### TASK
Locate each line in the items below that contains the word "license" and copy every such line in full.

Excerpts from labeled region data
-=-=-
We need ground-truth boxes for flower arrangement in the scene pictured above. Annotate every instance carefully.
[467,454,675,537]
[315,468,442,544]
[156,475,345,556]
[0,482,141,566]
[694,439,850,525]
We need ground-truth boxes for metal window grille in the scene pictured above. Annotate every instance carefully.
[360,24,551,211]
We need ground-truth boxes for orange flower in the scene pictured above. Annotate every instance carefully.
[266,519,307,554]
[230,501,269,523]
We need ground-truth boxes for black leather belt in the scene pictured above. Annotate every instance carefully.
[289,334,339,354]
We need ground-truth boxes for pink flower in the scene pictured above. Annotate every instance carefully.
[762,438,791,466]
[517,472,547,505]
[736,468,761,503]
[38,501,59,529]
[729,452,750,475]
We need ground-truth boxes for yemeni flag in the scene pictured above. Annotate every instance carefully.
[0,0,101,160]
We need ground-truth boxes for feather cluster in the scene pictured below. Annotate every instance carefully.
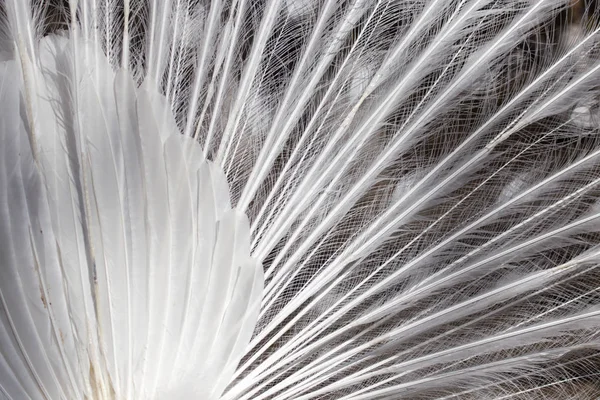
[0,0,600,400]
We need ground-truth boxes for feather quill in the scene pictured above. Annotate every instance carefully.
[0,0,600,400]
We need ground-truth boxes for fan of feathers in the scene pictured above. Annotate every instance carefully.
[0,0,600,400]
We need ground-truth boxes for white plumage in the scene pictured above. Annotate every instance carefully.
[0,0,600,400]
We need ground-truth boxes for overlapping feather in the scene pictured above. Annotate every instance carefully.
[0,0,600,400]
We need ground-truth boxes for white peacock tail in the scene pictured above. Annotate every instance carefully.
[0,0,600,400]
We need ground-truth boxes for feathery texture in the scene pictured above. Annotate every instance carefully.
[0,0,600,400]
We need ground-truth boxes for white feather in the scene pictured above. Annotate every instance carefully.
[0,0,600,400]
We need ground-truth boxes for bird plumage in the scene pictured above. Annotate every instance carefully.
[0,0,600,400]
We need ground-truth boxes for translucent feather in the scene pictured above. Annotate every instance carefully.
[0,0,600,400]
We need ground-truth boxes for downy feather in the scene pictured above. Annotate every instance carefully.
[0,0,600,400]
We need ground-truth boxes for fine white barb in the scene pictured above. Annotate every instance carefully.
[0,0,600,400]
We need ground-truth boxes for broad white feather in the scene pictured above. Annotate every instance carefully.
[0,0,600,400]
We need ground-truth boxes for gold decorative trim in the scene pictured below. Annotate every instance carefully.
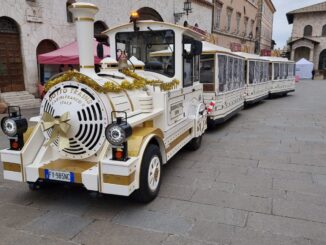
[103,172,135,185]
[74,17,95,22]
[128,127,164,157]
[166,129,192,152]
[79,66,95,69]
[3,162,22,173]
[45,70,180,93]
[68,3,99,10]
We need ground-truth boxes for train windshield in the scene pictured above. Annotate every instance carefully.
[116,29,175,77]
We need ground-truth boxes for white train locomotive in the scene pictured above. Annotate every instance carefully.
[0,3,294,202]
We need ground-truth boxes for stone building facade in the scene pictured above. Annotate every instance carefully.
[257,0,276,53]
[287,2,326,70]
[0,0,276,94]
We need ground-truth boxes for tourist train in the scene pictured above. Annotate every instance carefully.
[0,3,294,202]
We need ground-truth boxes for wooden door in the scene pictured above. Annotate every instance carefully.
[0,17,25,92]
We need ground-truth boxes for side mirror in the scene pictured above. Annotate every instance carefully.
[96,43,104,59]
[190,40,203,56]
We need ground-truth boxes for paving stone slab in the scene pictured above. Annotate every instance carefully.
[22,211,93,240]
[0,204,46,228]
[146,198,248,227]
[73,220,168,245]
[191,190,272,213]
[112,209,193,234]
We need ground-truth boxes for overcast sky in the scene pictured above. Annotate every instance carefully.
[273,0,325,48]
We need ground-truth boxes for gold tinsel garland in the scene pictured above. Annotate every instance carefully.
[45,69,180,93]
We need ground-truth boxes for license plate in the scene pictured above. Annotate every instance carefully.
[45,169,74,182]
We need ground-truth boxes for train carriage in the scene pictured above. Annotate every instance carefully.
[200,42,245,127]
[264,57,295,97]
[236,52,271,105]
[0,3,207,202]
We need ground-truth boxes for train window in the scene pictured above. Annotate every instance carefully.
[249,61,255,84]
[254,61,260,83]
[239,60,243,88]
[116,30,175,77]
[259,62,265,83]
[280,63,284,79]
[268,63,273,80]
[226,57,233,91]
[274,63,280,80]
[200,54,215,83]
[218,55,227,92]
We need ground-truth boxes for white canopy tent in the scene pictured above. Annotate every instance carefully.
[295,58,314,79]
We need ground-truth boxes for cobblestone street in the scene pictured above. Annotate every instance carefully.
[0,81,326,245]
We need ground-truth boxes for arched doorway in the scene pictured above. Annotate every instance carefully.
[137,7,163,22]
[94,20,109,45]
[294,47,310,61]
[318,49,326,70]
[0,17,25,92]
[36,39,58,84]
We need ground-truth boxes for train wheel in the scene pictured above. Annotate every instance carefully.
[133,144,162,203]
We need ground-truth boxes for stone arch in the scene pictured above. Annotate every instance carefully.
[66,0,76,23]
[321,25,326,37]
[0,16,25,92]
[137,7,163,22]
[318,49,326,70]
[303,25,312,37]
[294,46,310,61]
[94,20,109,45]
[36,39,59,84]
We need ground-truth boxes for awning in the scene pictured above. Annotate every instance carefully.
[37,40,110,65]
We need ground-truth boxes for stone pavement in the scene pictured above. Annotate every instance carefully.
[0,81,326,245]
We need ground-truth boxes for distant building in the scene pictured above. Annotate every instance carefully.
[0,0,275,94]
[212,0,276,54]
[286,2,326,70]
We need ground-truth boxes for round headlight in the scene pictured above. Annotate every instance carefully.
[105,123,126,146]
[1,117,17,137]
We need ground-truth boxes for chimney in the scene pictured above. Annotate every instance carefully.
[69,3,98,75]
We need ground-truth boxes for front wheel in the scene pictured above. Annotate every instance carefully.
[133,144,162,203]
[186,135,203,151]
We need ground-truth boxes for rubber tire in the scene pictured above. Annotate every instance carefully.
[186,135,203,151]
[133,144,163,203]
[27,182,42,191]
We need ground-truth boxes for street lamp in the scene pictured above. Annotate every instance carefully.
[174,0,192,23]
[183,0,192,16]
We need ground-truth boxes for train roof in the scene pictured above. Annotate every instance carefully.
[263,56,294,63]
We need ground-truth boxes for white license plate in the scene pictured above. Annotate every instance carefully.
[45,169,74,182]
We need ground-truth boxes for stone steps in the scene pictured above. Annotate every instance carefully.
[0,91,41,109]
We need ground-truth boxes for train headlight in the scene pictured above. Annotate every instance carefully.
[105,122,131,146]
[1,117,17,137]
[1,106,28,150]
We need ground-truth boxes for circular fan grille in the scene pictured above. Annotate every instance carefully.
[40,81,108,159]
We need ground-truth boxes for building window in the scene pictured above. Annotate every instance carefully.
[226,8,233,32]
[303,25,312,37]
[237,13,241,34]
[66,0,76,23]
[214,1,223,30]
[321,25,326,37]
[244,17,249,36]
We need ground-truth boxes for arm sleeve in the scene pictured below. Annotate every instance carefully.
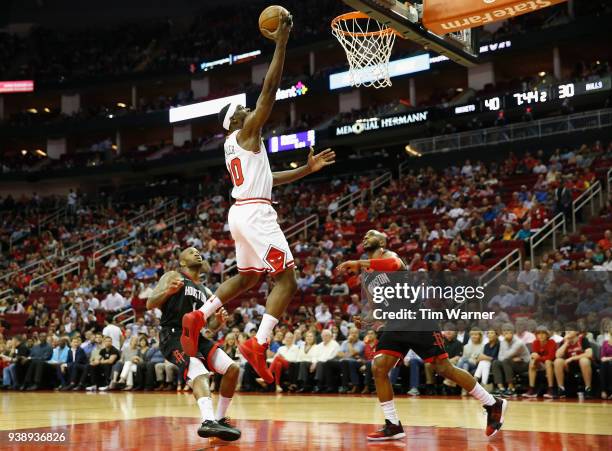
[370,257,402,272]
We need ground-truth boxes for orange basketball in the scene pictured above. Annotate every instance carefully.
[259,5,289,33]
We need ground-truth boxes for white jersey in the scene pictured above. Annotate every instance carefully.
[223,130,272,199]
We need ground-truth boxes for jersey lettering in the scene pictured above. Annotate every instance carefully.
[230,158,244,186]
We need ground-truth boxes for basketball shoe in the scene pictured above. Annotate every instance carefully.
[368,420,406,441]
[484,398,508,437]
[238,337,274,384]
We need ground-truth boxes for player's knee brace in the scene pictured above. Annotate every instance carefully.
[210,348,234,375]
[187,357,210,381]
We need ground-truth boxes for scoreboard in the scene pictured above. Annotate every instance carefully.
[453,77,612,116]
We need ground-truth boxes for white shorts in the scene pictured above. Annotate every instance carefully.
[228,199,295,275]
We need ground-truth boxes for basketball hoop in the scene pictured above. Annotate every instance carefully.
[331,11,397,89]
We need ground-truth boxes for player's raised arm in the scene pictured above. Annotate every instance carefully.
[238,13,293,140]
[272,147,336,186]
[147,271,184,310]
[338,251,406,273]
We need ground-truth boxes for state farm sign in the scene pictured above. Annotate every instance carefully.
[423,0,567,34]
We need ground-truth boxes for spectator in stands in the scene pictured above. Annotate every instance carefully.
[599,322,612,399]
[510,283,535,310]
[523,326,557,398]
[47,336,70,390]
[474,329,499,386]
[315,304,332,326]
[60,338,91,391]
[515,318,536,345]
[109,335,140,391]
[359,329,378,394]
[312,269,331,295]
[575,288,604,316]
[102,314,123,349]
[128,316,149,337]
[346,294,361,318]
[313,329,340,393]
[87,337,121,391]
[457,327,484,373]
[338,327,365,393]
[555,181,573,221]
[100,287,128,312]
[20,333,56,390]
[298,330,320,393]
[554,323,593,398]
[492,323,530,396]
[330,277,349,296]
[266,332,300,393]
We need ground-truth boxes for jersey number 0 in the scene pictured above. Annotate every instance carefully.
[230,157,244,186]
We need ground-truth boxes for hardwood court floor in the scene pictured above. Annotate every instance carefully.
[0,392,612,451]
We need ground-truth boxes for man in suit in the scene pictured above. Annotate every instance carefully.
[555,182,574,220]
[59,335,88,390]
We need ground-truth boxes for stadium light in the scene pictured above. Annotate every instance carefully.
[170,93,246,124]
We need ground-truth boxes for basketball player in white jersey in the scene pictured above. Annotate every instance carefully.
[181,8,336,383]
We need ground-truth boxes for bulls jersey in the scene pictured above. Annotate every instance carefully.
[160,274,212,329]
[223,130,272,199]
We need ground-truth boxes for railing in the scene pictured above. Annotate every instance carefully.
[0,288,15,301]
[38,207,68,235]
[89,236,136,270]
[221,215,319,282]
[285,215,319,244]
[410,108,612,154]
[478,249,523,287]
[329,172,393,215]
[572,181,603,233]
[113,307,136,326]
[529,213,566,268]
[29,262,81,291]
[64,198,177,255]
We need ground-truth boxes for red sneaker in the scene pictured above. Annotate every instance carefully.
[238,337,274,384]
[368,420,406,441]
[484,398,508,437]
[181,310,206,357]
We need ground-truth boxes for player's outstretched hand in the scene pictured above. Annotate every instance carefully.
[308,147,336,172]
[261,13,293,42]
[166,279,185,296]
[337,260,361,274]
[215,307,229,327]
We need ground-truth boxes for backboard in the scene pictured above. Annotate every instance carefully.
[342,0,479,67]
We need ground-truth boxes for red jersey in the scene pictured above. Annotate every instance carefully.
[531,338,557,362]
[565,336,591,358]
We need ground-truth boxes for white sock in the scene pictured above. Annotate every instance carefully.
[200,294,223,319]
[216,395,232,420]
[198,396,215,421]
[380,400,399,425]
[255,313,278,345]
[470,382,495,406]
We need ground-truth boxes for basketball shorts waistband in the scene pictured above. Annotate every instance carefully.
[234,197,272,207]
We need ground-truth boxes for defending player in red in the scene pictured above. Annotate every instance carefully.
[181,8,335,383]
[338,230,508,441]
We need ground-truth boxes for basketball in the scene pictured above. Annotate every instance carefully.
[259,5,289,33]
[0,0,612,451]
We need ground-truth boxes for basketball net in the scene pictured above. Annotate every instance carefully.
[331,12,396,89]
-=-=-
### EXERCISE OUTPUT
We need ground-truth boxes for license plate in the scene pictured above. Annotate every instance carefully.
We need ground-truth boxes for white license plate in the scene pictured above. Annotate every instance carefully.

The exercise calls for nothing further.